_Required action_
Set every record down again, identical to the original.

= = = = =

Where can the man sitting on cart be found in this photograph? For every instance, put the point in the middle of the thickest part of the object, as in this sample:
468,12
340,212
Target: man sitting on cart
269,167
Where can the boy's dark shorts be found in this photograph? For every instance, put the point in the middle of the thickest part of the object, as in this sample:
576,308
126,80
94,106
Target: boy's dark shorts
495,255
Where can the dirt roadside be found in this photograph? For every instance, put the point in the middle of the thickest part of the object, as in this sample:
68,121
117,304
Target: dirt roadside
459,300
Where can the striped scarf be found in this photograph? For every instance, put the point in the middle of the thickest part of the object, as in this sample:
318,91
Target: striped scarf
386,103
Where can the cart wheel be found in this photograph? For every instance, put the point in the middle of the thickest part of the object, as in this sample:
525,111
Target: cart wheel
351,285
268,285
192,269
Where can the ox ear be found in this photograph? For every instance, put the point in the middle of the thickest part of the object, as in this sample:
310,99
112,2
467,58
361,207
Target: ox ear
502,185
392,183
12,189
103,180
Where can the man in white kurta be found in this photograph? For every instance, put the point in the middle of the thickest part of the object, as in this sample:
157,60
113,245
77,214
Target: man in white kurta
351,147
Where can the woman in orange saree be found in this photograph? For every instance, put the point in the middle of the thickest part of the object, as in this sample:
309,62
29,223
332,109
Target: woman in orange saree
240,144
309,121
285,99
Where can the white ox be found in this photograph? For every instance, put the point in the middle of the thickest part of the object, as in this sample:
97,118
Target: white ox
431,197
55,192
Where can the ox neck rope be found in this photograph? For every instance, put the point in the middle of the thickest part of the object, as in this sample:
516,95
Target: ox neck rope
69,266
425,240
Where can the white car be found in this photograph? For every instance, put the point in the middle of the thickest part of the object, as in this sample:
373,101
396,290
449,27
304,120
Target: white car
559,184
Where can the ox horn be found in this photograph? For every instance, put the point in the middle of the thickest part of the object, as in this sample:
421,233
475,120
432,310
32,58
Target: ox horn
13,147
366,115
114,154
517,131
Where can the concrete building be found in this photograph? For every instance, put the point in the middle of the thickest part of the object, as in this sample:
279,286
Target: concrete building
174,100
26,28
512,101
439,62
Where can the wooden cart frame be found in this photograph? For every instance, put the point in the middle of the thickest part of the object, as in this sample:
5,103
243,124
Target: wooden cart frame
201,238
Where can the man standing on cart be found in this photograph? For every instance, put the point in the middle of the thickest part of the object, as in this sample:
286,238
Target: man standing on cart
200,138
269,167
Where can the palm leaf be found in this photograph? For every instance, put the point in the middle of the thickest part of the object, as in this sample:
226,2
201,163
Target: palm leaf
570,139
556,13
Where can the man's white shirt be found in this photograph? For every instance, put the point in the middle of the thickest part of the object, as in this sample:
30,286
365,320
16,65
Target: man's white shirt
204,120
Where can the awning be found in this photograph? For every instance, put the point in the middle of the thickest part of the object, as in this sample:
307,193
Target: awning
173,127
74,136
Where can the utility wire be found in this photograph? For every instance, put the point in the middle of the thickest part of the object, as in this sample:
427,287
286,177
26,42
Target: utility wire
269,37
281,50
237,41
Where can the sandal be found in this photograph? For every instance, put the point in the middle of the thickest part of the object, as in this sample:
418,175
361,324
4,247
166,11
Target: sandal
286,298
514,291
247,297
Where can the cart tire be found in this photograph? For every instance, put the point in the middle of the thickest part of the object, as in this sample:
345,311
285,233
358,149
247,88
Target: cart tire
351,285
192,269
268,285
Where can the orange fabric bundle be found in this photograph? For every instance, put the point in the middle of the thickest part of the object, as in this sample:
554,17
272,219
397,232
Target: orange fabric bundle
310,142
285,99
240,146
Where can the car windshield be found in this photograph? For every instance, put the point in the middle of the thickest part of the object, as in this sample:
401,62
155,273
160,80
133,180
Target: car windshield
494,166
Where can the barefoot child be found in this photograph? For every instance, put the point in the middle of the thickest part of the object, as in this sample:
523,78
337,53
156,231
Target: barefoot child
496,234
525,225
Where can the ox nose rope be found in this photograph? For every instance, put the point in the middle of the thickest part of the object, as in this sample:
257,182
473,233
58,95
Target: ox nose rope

= = = = =

_Result below_
Where can the man sitting on cart be found in this photograph? For every instance, put the point in the middle of the thickest part of the object, as in this sample:
468,12
340,212
Target: man sitting on cart
269,167
Where can the boy's dark shorts be found in this photograph? For every instance, put the point in the middle of the thickest part of the object, as in this sample:
576,308
126,80
94,106
Target: boy's dark shorts
495,255
Where can the dirt roadside be found in this photograph? For every instance, put the point in the middle of the thickest part of the object, as in this sample:
68,121
117,304
Target: dirt roadside
459,300
Where can the striped scarf be found in this photograph? For every instance, put the point in the middle of the thickest part of the object, as in this sample:
318,91
Target: striped scarf
386,103
Where can the cart wheel be found in this photograph? For every instance, put the point in the middle of the thickest part of the object, as in this sample:
525,111
Target: cart wheel
351,285
268,285
192,269
Where can the ox ear be found in this photograph? For every instance, put the point in the middle of the thickest part of the object, as in this sample:
310,99
112,2
467,58
361,207
Target: ox ear
502,185
392,183
12,189
103,180
Where can the man in white kurta be found in this photograph? For every instance, put the point in the middle of the thickest part of the object, as in this sample:
157,60
113,245
77,214
Target: man in white kurta
351,147
Where can the woman in orange saree be found in this photograph? For every instance, put the point in the middle of the thickest part of the object, as in this sample:
309,62
29,223
332,109
Target: woman in orange saree
240,144
309,121
285,99
Where can the white ox be found in this photograph? For every instance, put the point in the middle of the thickest part of the object, as in this sample:
97,118
Target: white ox
431,197
55,192
Where can the ox neck rope be found in this photograph? For every instance, put the point in the middle of the thickest part of the object, as in this sample:
516,95
Target: ox neck rope
69,266
425,240
Where can the white car be found in this photograph? For every instance, put the point in the middle of the thickest part of the object, as in this sample:
373,101
396,290
449,27
304,120
Target: white car
559,184
Where can the ox horn be found in this photograph? For every instance, put the point in the middle of the thickest part of the object, as in this sample:
421,233
475,120
432,310
32,58
Target: ox horn
13,147
366,115
114,154
517,131
Where can the concrete building be found in this photograph? For every instance, put the point in the middle of the thickest part of the object, as in this sample:
279,286
Target: concrete building
174,100
26,28
512,101
439,62
Where can the wooden cart frame be found in this photograph? For every instance, put the point in the middle of the thickest part of the object, as in this sample:
5,103
243,124
Target: wooden cart frame
201,238
Where can the man standing on cart be found in this photograph? For every instance, put the point in the middle of the thickest part of the object, as in this sample:
286,238
Target: man standing on cart
200,138
269,167
Where can the palm leaf be found in this photograph? For every instance, put the point in the middle of the thickest part of the object, as in this sample:
226,2
201,163
Target: palm leaf
570,139
556,13
Where can the man's white shirt be found in this photograph? For every instance, put the point in the middle of the thickest part of the object, as in this sample:
30,286
365,320
16,65
Target: man's white shirt
204,120
Where can the awning be found in this photograph? For every instance, put the point in the middle of the thickest part of the object, as in this sample:
307,193
Target: awning
173,127
74,136
Where can the utility wire be found in this photograph? For every instance, put the point in the middle of the thickest part of the object, as in this sample:
427,287
286,177
26,42
Target: utility wire
269,37
281,50
237,41
Where can the sandal be found in this photograph? For every instance, put the point in the middle of the thickest part of the object, as in this sample:
418,175
361,324
4,247
166,11
Target: sandal
286,298
514,291
247,297
Where can the cart tire be found in this photograph? For every instance, put the point in the middle of the thickest part of the object, as in this sample:
345,311
285,233
358,149
247,88
Target: cart tire
351,285
192,269
268,285
Where can the orange fabric bundle be found in this photograph? For every instance, put the point in the middle of the thickest part of the object, as in this sample:
554,17
272,219
397,232
Target: orange fabric bundle
310,142
285,99
240,146
Where can the car windshield be found in this photograph? For every instance, put the point in the middle of the thickest part of the object, as in this sample:
401,62
155,273
160,80
133,180
Target: car windshield
494,166
Where can the barefoot child be found in this photograph? For every instance, put the point in the middle of the thickest part of the object, as in this sample:
523,78
337,53
156,231
Target: barefoot child
496,234
525,225
Where can the ox nose rope be found in this photograph? For every instance, put the point in the middle of the thickest part of the object, as in this sample:
257,182
473,233
58,95
Target: ox nose rope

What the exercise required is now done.